PROBLEM REQUIREMENTS: Rewrite the listing below with every occurrence of "ornate railing post" replaced by "decorative balustrade post", leaving all other text unchanged.

INPUT:
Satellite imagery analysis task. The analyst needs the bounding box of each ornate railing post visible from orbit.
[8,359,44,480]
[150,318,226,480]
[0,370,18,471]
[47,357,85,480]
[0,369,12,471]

WRITTEN RESPONSE:
Satellite imagery analysis task. The analyst needs the bounding box of each decorative balustrade post visible from orbit.
[8,359,44,480]
[150,318,226,480]
[0,370,18,471]
[47,357,85,480]
[0,369,12,471]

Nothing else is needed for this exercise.